======== Data supplied

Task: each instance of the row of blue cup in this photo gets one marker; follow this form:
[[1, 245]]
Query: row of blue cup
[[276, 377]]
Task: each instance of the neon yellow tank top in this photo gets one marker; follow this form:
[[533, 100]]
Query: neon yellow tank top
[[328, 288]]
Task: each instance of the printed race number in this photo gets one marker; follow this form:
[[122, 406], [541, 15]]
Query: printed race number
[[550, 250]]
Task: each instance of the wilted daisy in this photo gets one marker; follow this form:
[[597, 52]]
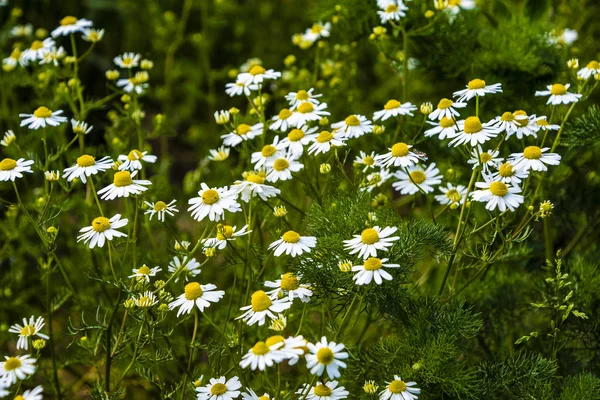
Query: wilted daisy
[[477, 87], [370, 240], [16, 368], [326, 356], [87, 165], [161, 208], [417, 179], [102, 229], [213, 202], [497, 194], [261, 306], [399, 390], [12, 169], [394, 108], [353, 126], [133, 160], [559, 94], [220, 389], [241, 133], [41, 117], [70, 24], [533, 158], [123, 186], [28, 329]]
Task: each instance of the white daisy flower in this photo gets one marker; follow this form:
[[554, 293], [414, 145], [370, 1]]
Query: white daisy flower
[[534, 158], [219, 389], [559, 94], [477, 87], [372, 269], [41, 117], [87, 165], [353, 126], [446, 109], [497, 194], [102, 229], [399, 156], [425, 179], [213, 202], [289, 285], [123, 186], [472, 131], [370, 240], [399, 390], [196, 294], [11, 169], [261, 306], [131, 161], [16, 368], [242, 133], [28, 329], [161, 208], [70, 24], [394, 108], [326, 356]]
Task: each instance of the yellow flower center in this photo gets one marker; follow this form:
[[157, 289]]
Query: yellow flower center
[[472, 125], [476, 84], [369, 236], [532, 152], [498, 189], [210, 196], [122, 178], [193, 290], [42, 112], [8, 164], [100, 224], [558, 89], [400, 150], [260, 301]]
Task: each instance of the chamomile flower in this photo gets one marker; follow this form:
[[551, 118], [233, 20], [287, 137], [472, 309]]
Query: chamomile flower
[[372, 269], [291, 243], [41, 117], [242, 133], [123, 186], [220, 389], [353, 126], [472, 131], [144, 273], [394, 108], [399, 390], [497, 194], [533, 158], [477, 87], [326, 356], [289, 285], [446, 109], [213, 202], [86, 166], [197, 295], [101, 230], [417, 179], [133, 160], [16, 368], [12, 169], [28, 329], [371, 240], [161, 208], [70, 24], [399, 156], [559, 94], [261, 306]]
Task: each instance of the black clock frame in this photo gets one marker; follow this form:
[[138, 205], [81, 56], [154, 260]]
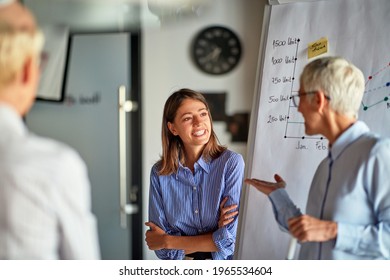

================

*Written problem:* Can you convert all the entries above into a Markdown table with the columns "No." and "Entry Text", one line per row, omitting blank lines and leaving out the pictures?

*Exercise output:*
| No. | Entry Text |
|---|---|
| 1 | Task: each instance of the row of blue cup in this photo gets one marker; follow this form: |
| 2 | [[1, 245]] |
| 3 | Query: row of blue cup |
| 4 | [[276, 377]] |
| 5 | Task: each instance of the neon yellow tank top in this photo gets one marker; follow this form: |
| 6 | [[533, 100]] |
| 7 | Query: neon yellow tank top |
| 8 | [[328, 288]] |
| 9 | Task: each instance of the printed race number in this photo gets one marker; follow this form: |
| 10 | [[122, 406], [541, 15]] |
| 11 | Query: printed race number |
| 12 | [[550, 250]] |
| 13 | Task: each instance of the wilted daisy in this photo gets one marker; follow this form: |
| 14 | [[597, 52]] |
| 15 | Query: wilted daisy |
| 16 | [[477, 87], [370, 240], [16, 368], [326, 356], [87, 165], [161, 208], [417, 179], [102, 229], [213, 202], [497, 194], [261, 306], [399, 390], [12, 169], [394, 108], [353, 126], [133, 160], [559, 94], [220, 389], [241, 133], [41, 117], [70, 24], [533, 158], [123, 186], [28, 329]] |
| 17 | Task: each instance of the white daisy flower in this photo gets one marker; follow this form: |
| 18 | [[554, 293], [414, 145], [370, 1]] |
| 19 | Query: white daisy flower |
| 20 | [[534, 158], [219, 389], [559, 94], [477, 87], [372, 269], [41, 117], [87, 165], [353, 126], [446, 109], [497, 194], [102, 229], [399, 156], [425, 179], [213, 202], [289, 285], [123, 186], [472, 131], [370, 240], [399, 390], [196, 294], [11, 169], [261, 306], [131, 161], [16, 368], [242, 133], [28, 329], [161, 208], [70, 24], [394, 108], [326, 356]] |
| 21 | Task: each instance of the yellow flower center in this photo gets one marker; follow this form: |
| 22 | [[157, 289]] |
| 23 | Query: yellow flower center |
| 24 | [[472, 125], [476, 84], [369, 236], [532, 152], [498, 189], [210, 196], [122, 178], [193, 290], [42, 112], [8, 164], [100, 224], [558, 89], [400, 150], [260, 301]] |
| 25 | Task: each instance of the chamomile flower in this photo gets one marker; follow this form: |
| 26 | [[551, 118], [233, 20], [287, 137], [472, 309]] |
| 27 | Query: chamomile flower |
| 28 | [[372, 269], [291, 243], [41, 117], [242, 133], [123, 186], [220, 389], [353, 126], [472, 131], [144, 273], [394, 108], [399, 390], [497, 194], [533, 158], [477, 87], [326, 356], [289, 285], [446, 109], [213, 202], [86, 166], [197, 295], [101, 230], [417, 179], [133, 160], [16, 368], [12, 169], [28, 329], [371, 240], [161, 208], [70, 24], [399, 156], [559, 94], [261, 306]] |
| 29 | Task: each instance of the black clock frame in this photo gets one marker; follow this form: |
| 30 | [[138, 205], [81, 56], [154, 260]] |